[Stored records]
================================
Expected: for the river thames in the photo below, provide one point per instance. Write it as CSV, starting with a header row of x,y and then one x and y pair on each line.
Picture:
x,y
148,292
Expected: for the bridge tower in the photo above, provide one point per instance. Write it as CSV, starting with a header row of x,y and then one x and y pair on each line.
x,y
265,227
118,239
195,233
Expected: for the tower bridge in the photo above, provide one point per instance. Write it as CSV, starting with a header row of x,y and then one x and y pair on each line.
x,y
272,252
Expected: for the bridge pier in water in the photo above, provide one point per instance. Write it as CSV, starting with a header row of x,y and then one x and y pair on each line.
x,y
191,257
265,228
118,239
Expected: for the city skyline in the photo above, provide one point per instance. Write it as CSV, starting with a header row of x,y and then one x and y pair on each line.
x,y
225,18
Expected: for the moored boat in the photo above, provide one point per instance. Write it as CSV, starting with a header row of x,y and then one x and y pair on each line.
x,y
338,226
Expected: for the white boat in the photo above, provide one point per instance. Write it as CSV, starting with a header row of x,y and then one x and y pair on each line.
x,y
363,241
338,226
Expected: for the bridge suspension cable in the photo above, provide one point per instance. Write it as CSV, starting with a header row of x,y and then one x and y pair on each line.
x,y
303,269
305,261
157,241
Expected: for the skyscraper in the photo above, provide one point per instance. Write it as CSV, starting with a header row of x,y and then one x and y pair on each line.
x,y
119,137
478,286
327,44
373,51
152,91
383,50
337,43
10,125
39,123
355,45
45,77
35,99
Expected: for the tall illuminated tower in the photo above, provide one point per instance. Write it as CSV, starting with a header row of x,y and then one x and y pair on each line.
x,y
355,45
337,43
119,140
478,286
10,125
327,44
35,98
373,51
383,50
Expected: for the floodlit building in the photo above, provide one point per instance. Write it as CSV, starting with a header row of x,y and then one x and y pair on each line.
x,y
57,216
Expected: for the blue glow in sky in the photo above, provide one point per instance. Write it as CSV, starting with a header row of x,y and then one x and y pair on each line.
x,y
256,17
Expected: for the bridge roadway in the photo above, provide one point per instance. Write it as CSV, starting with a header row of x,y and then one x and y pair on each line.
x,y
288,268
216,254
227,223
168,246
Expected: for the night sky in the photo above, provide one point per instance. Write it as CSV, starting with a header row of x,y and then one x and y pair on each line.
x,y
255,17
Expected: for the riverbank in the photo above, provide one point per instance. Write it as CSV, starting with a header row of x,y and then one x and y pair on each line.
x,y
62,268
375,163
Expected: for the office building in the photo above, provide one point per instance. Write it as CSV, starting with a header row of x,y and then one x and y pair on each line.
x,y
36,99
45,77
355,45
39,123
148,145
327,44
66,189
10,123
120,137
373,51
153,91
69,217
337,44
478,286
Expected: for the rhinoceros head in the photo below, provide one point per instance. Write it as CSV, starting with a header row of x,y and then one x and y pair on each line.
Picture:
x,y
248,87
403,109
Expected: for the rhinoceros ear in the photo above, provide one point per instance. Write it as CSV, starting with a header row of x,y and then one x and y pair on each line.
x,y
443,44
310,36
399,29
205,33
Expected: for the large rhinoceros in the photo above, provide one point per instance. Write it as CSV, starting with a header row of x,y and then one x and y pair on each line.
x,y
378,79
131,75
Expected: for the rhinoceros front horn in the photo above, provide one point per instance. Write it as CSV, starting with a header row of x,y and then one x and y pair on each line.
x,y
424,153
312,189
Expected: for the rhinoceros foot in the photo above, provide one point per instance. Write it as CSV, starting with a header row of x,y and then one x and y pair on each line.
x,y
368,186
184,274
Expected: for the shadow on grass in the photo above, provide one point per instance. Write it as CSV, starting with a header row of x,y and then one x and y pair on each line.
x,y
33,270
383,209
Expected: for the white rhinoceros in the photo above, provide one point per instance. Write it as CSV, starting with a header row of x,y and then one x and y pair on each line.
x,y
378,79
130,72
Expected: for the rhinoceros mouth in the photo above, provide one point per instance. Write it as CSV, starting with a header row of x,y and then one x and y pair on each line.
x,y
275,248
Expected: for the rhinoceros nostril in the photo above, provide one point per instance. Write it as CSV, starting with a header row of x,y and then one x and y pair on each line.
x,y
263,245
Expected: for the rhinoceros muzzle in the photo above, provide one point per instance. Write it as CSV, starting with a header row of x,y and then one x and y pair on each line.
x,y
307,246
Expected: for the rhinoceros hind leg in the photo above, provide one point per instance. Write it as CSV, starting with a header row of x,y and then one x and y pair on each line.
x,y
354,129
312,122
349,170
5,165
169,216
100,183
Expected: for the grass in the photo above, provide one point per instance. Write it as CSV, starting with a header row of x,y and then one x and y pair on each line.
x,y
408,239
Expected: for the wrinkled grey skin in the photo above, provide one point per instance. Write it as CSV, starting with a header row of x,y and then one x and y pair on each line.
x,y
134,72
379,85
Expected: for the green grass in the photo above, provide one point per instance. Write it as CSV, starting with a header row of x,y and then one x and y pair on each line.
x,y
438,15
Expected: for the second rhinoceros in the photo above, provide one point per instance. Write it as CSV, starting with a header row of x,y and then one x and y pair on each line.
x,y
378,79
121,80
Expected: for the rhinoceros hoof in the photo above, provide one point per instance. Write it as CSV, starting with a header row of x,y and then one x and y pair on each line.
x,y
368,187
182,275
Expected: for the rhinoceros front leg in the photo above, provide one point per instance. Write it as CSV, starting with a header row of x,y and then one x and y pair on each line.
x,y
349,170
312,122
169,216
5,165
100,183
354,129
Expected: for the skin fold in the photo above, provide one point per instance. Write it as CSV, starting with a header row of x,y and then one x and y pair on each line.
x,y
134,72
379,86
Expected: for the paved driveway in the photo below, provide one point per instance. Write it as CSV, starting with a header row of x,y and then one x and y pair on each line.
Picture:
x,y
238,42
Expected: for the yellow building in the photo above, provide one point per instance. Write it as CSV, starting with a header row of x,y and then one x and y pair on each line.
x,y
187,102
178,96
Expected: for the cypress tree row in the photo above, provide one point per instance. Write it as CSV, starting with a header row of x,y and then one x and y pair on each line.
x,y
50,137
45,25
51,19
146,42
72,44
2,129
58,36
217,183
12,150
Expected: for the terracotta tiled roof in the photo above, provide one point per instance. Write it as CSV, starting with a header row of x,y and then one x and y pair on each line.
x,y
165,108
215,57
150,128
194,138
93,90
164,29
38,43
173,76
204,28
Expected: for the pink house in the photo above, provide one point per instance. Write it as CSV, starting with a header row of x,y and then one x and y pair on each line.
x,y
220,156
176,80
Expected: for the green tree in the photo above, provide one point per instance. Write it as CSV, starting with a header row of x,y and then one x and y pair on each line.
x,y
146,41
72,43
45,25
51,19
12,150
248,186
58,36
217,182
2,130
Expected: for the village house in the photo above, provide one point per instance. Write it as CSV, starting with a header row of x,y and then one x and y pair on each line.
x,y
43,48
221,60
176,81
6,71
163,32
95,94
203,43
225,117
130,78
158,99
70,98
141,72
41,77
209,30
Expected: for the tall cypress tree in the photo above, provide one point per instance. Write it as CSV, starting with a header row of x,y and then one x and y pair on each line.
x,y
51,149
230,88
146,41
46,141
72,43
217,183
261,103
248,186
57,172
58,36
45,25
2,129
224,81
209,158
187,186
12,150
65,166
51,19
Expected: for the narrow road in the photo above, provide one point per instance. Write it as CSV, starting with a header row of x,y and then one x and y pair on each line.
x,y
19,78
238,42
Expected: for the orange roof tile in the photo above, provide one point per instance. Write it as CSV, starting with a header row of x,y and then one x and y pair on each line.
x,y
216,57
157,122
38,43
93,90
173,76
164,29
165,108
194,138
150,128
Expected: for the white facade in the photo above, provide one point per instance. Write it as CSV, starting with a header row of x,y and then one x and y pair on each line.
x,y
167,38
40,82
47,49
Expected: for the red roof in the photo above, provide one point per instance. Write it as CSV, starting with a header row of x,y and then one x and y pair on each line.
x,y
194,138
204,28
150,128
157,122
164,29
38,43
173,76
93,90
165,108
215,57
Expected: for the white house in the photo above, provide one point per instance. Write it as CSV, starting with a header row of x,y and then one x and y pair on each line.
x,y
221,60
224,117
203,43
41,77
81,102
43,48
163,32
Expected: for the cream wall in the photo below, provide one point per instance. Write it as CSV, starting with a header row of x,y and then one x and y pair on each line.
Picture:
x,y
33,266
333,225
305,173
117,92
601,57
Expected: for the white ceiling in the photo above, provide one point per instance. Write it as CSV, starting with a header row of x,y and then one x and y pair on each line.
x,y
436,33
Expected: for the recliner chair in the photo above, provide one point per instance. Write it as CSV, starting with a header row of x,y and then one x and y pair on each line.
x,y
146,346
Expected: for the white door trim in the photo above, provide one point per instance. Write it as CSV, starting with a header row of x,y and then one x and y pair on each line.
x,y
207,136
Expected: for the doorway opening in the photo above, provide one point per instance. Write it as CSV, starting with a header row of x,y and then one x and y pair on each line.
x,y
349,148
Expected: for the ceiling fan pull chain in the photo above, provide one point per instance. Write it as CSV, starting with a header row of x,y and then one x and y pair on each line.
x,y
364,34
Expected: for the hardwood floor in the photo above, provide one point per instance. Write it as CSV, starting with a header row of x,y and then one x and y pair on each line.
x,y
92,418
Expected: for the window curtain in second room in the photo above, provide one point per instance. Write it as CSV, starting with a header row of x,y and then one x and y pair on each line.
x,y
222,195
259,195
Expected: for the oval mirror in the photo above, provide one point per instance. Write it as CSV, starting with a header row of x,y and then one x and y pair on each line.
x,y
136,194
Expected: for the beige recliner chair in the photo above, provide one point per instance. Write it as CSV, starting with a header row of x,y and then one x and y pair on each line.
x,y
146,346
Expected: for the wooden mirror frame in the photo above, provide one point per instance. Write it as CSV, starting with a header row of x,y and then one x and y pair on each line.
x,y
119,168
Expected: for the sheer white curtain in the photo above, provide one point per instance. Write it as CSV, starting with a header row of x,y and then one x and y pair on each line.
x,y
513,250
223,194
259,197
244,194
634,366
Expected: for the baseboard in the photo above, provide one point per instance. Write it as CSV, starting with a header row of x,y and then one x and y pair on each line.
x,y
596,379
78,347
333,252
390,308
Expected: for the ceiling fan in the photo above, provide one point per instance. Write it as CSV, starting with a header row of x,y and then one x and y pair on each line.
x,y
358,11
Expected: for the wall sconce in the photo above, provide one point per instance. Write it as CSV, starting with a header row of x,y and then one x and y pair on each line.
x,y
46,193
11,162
================================
Report how many lines in the data contain the word "below", with no words besides the number.

WORKED SOLUTION:
4